The task: Starting at the line that contains "Query: terraced hillside", transcribe each line exactly through the last line of the data. Include nothing else.

Information supplied:
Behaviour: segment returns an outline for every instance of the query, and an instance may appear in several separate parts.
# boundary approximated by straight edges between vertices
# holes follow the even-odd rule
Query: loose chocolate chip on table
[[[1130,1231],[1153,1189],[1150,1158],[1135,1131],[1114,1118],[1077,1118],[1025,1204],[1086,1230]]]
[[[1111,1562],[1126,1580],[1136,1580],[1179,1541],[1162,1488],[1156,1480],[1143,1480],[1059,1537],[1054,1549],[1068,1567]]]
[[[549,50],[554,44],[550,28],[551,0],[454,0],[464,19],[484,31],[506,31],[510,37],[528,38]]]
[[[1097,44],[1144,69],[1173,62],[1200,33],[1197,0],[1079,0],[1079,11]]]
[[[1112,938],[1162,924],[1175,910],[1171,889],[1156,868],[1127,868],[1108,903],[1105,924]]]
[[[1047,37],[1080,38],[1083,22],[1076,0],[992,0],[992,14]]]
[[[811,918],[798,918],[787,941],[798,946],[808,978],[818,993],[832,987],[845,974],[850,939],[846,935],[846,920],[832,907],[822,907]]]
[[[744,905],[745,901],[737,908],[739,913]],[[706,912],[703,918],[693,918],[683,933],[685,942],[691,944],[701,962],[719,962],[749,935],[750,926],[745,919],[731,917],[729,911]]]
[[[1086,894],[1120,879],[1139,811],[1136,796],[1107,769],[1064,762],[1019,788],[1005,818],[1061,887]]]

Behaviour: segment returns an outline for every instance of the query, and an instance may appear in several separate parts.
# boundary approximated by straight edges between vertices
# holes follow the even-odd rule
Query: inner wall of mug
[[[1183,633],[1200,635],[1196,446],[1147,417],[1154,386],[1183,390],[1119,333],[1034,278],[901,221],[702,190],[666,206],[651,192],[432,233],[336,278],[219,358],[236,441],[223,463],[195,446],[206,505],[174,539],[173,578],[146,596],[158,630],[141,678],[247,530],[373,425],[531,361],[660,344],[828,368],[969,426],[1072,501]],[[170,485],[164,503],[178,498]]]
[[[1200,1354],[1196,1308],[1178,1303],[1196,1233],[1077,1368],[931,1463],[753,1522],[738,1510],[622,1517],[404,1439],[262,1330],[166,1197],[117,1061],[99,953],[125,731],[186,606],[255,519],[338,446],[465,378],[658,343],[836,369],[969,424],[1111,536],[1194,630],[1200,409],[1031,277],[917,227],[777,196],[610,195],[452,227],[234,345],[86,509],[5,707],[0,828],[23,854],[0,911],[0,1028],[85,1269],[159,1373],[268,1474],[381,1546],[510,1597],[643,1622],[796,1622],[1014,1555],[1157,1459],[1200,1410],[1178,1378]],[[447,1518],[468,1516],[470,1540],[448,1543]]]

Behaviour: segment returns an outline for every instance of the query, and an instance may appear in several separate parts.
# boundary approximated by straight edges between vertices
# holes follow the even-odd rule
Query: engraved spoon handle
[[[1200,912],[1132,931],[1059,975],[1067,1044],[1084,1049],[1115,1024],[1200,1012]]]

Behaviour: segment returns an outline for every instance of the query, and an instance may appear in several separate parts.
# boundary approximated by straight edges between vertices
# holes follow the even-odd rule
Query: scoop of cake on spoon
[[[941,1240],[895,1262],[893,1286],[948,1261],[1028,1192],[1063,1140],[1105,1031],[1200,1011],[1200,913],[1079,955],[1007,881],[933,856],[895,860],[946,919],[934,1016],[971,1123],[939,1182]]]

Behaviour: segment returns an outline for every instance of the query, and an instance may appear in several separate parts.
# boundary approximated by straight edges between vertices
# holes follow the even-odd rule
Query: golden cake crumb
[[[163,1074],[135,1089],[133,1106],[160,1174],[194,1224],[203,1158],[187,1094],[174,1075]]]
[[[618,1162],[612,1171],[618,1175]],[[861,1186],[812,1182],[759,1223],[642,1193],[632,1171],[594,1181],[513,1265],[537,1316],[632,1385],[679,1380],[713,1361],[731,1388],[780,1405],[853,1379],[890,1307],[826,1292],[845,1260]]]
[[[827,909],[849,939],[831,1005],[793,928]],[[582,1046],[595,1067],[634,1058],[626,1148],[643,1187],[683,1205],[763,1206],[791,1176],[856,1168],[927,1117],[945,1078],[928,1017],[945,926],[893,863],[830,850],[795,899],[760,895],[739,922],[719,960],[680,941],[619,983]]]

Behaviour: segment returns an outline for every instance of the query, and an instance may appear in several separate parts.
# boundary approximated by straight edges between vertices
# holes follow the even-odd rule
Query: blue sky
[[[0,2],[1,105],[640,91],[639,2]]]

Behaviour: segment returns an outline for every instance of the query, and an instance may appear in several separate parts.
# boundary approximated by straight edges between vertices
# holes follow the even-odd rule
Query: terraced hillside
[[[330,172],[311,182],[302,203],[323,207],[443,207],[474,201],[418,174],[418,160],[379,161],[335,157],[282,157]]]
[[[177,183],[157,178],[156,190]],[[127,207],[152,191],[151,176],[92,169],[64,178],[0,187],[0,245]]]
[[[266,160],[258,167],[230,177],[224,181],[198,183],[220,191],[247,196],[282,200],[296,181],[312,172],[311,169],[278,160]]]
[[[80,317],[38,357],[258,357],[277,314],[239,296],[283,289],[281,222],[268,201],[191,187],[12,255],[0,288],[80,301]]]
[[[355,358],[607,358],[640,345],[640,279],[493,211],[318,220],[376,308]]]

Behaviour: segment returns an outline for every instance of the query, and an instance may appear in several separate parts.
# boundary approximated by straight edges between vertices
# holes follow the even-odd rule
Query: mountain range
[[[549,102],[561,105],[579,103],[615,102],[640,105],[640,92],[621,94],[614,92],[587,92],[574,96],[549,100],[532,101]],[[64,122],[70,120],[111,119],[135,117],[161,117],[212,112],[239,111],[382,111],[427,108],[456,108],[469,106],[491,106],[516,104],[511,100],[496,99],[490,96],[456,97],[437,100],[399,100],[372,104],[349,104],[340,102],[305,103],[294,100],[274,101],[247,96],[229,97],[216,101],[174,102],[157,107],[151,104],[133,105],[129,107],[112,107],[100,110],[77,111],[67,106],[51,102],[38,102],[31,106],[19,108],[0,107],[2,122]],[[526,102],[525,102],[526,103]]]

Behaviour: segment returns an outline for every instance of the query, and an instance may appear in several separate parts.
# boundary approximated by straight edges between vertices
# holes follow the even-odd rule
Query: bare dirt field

Response:
Query: terraced hillside
[[[330,172],[311,182],[302,203],[323,207],[443,207],[474,201],[418,174],[418,160],[379,161],[335,157],[282,157]]]
[[[177,183],[157,178],[156,190]],[[127,207],[152,191],[151,176],[92,169],[64,178],[0,187],[0,245]]]
[[[266,160],[258,167],[230,177],[224,181],[198,183],[220,191],[247,196],[282,200],[296,181],[312,172],[311,169],[278,160]]]
[[[80,317],[38,357],[258,357],[277,314],[239,296],[283,289],[281,222],[268,201],[191,187],[12,255],[0,288],[80,301]]]
[[[355,358],[607,358],[640,345],[640,279],[493,211],[318,220],[376,308]]]

Behaviour: segment returns an outline for every instance of the query, and an instance may appear in several separate parts.
# boundary approximated by straight edges between vertices
# holes follow the even-odd rule
Query: mountain range
[[[549,102],[561,105],[579,103],[615,102],[640,105],[640,92],[621,94],[614,92],[587,92],[574,96],[549,100],[532,101]],[[64,122],[70,120],[111,119],[135,117],[161,117],[212,112],[239,111],[382,111],[427,108],[456,108],[469,106],[491,106],[516,104],[511,100],[496,99],[490,96],[456,97],[437,100],[399,100],[372,104],[349,104],[340,102],[305,103],[294,100],[274,101],[247,96],[229,97],[216,101],[174,102],[157,107],[151,104],[133,105],[129,107],[112,107],[100,110],[77,111],[67,106],[51,102],[38,102],[31,106],[19,108],[0,107],[2,122]],[[526,102],[525,102],[526,103]]]

Behaviour: segment returns an outline for every instance of the query, and an instance may appear in several separate parts.
# boundary approximated by straight edges between vertices
# holes follow the even-odd rule
Query: bare dirt field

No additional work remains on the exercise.